Task to complete =
Change every "In this picture" in these lines to "In this image", with everything else the same. Leave the pictures out of your answer.

[Extracted lines]
============
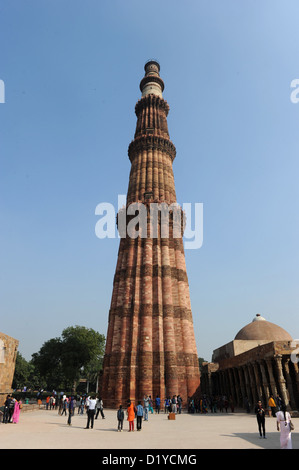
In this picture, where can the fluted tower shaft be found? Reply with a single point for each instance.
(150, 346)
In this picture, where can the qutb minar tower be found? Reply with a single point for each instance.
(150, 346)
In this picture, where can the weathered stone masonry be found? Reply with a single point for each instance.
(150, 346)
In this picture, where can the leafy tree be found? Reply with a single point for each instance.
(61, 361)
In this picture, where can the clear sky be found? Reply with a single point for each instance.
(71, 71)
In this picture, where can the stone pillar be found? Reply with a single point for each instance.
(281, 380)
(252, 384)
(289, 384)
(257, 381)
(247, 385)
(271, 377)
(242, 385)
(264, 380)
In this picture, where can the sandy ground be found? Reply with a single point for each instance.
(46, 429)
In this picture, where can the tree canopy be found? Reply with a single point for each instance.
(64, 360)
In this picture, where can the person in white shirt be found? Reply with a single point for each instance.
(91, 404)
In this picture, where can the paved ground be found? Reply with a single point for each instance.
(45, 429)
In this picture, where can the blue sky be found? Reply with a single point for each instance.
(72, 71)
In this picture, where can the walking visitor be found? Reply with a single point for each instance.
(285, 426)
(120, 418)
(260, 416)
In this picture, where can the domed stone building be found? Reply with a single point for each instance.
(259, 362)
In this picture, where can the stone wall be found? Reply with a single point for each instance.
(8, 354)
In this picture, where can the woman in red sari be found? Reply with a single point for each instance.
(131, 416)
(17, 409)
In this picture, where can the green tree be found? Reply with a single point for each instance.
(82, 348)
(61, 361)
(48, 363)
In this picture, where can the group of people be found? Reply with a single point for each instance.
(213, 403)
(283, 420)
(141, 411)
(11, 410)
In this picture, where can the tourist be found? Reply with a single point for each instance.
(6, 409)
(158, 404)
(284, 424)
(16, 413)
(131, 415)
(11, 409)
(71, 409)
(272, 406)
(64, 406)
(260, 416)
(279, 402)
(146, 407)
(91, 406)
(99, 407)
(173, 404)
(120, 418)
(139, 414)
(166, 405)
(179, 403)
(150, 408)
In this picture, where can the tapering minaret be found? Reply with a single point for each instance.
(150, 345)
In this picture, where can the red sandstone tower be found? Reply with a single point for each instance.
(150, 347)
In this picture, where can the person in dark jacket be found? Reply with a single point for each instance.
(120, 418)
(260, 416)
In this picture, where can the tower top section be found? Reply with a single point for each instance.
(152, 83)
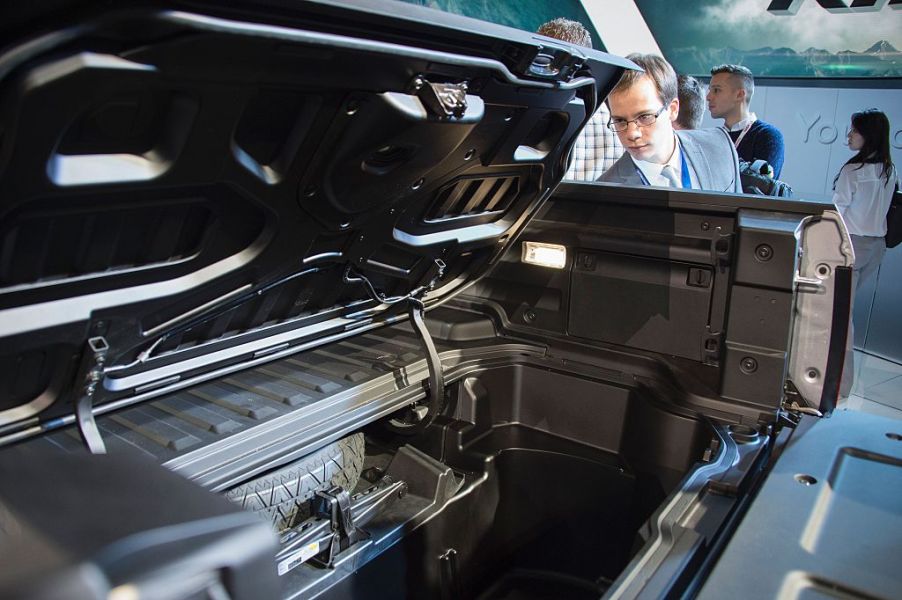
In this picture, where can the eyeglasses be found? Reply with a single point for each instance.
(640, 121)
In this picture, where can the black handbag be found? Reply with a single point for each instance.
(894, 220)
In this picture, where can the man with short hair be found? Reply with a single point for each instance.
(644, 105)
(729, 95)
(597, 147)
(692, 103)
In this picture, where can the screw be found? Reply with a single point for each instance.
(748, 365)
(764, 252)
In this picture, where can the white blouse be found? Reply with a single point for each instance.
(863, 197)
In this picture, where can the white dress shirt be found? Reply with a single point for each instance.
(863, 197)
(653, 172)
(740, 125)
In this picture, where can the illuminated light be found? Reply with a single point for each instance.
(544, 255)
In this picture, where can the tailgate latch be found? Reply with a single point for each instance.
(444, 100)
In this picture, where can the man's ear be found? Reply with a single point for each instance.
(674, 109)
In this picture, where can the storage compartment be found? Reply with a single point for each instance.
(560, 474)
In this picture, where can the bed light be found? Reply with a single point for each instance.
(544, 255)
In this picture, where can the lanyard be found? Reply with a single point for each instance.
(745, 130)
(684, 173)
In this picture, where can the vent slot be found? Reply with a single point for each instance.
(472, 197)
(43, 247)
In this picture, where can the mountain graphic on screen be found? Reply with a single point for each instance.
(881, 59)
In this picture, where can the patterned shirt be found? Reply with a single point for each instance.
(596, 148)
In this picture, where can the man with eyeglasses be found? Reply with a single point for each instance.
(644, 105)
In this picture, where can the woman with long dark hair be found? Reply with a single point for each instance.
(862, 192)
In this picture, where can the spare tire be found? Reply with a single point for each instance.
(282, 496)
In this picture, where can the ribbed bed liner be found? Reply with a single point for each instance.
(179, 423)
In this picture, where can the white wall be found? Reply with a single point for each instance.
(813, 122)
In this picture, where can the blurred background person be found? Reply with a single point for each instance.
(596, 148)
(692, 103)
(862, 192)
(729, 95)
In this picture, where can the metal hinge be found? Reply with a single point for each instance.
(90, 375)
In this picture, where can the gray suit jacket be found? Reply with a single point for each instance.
============
Task result =
In this image, where can the fluted tower shaft be found? Reply with a single point for each instance.
(150, 346)
In this image, where can the qutb minar tower be found? Reply with a single point for each instance.
(150, 346)
In this image, where can the weathered stone masonry be found? Reply with a single point for each instance.
(150, 346)
In this image, where can the leafy tree be found? Reply with a single point for each instance.
(61, 361)
In this image, where can the clear sky be found? Reply with a single point for each instance.
(71, 71)
In this image, where can the stone pillar be found? Reply with a single point for each instance.
(281, 380)
(252, 384)
(289, 384)
(257, 381)
(247, 385)
(271, 377)
(242, 385)
(264, 380)
In this image, where can the sandy ground be found? Reply with a single point for each instance.
(46, 429)
In this image, where can the tree canopy be found? Reply with a single point for each instance.
(64, 360)
In this image, where can the person in white shirt be found? Reply with a single point for each instance.
(91, 404)
In this image, where can the paved ground be found? Reply with a single point for each instance.
(45, 429)
In this image, where can the blue sky be found? Reply with a single point for each instance.
(72, 71)
In this image, where can the walking visitor be found? Reply with a single point for each instance.
(285, 426)
(120, 418)
(260, 416)
In this image, where can the domed stone building be found? Reply with a single point for each instance.
(259, 362)
In this image, where can the stone wall be found? Reply with a single point for each instance.
(8, 354)
In this image, where can the woman in red sari be found? Reply with a single point for each instance.
(131, 416)
(17, 409)
In this image, where can the green tree be found? Reply with a single point for each instance.
(82, 348)
(61, 361)
(48, 363)
In this image, where can the group of people be found? Reply with a single point for each instance.
(213, 403)
(283, 420)
(141, 411)
(11, 410)
In this image, where can the tourist be found? Reply with a single point for each instance.
(6, 409)
(158, 404)
(284, 424)
(16, 413)
(131, 415)
(11, 409)
(71, 409)
(272, 406)
(64, 406)
(260, 416)
(279, 402)
(146, 407)
(91, 406)
(99, 407)
(173, 404)
(120, 418)
(139, 414)
(166, 405)
(179, 403)
(150, 408)
In this image, where can the tapering minaret be found? Reply with a single point for each instance.
(150, 345)
In this image, where can the red sandstone tower be found? Reply with a single point for each instance.
(150, 347)
In this image, where can the person in dark jacket be found? Reply with a single point for each instance.
(120, 418)
(260, 416)
In this image, where can the tower top section be found? Reply with a single point for each instance.
(152, 83)
In this image, where can the eyeglasses be found? Reply with a single point for each instance.
(640, 121)
In this image, where can the black handbag be found? Reply with a single point for each instance.
(894, 220)
In this image, where can the man with short hair be found? Reply with a single point for each instance.
(644, 105)
(729, 95)
(597, 147)
(692, 103)
In this image, where can the screw be found? Reply with a single point for each instance.
(748, 365)
(764, 252)
In this image, where can the white blouse be found? Reply with a single point for each instance.
(863, 197)
In this image, where can the white dress shirt be found? Reply with a single point for each instance.
(863, 197)
(653, 172)
(740, 125)
In this image, where can the illuminated light be found? Reply with a single point for each instance.
(544, 255)
In this image, where can the tailgate latch be found? Reply with a single point for each instance.
(444, 100)
In this image, where can the man's ear be found? Reply with a single point for each instance.
(674, 109)
In this image, where can the storage compartment be found? Reply with a single point for each instance.
(560, 474)
In this image, where can the bed light be found? Reply with a single point for each instance.
(544, 255)
In this image, where can the lanyard be found? Reply with a single point for each instance.
(745, 130)
(684, 173)
In this image, where can the vent slot be found? Reply with a single point for each instance.
(472, 197)
(43, 247)
In this image, where can the mountain graphic on screen be found? Reply with a single point for each instance.
(881, 59)
In this image, where can the patterned shirt be found? Reply with a single point for each instance.
(596, 148)
In this image, where can the man with eyeglasses be found? Reply with a single point for each instance.
(644, 105)
In this image, where can the woman with long dark hair be found? Reply with a single point for each instance.
(862, 192)
In this image, where can the spare tire be found? Reply with a single point for each instance.
(282, 496)
In this image, where can the ribbed bed liner be found? Reply with a single point for each instance.
(179, 423)
In this image, where can the white wall be found? Reply with a single point for each instance.
(813, 122)
In this image, where can the blurred background person be found? Reply with a single point for each instance.
(596, 148)
(692, 103)
(862, 192)
(729, 95)
In this image, where can the metal hinge be found? Reply with a single point for each instance.
(90, 375)
In this image, where can the gray suit jacket be found? Reply with a single point for each instance.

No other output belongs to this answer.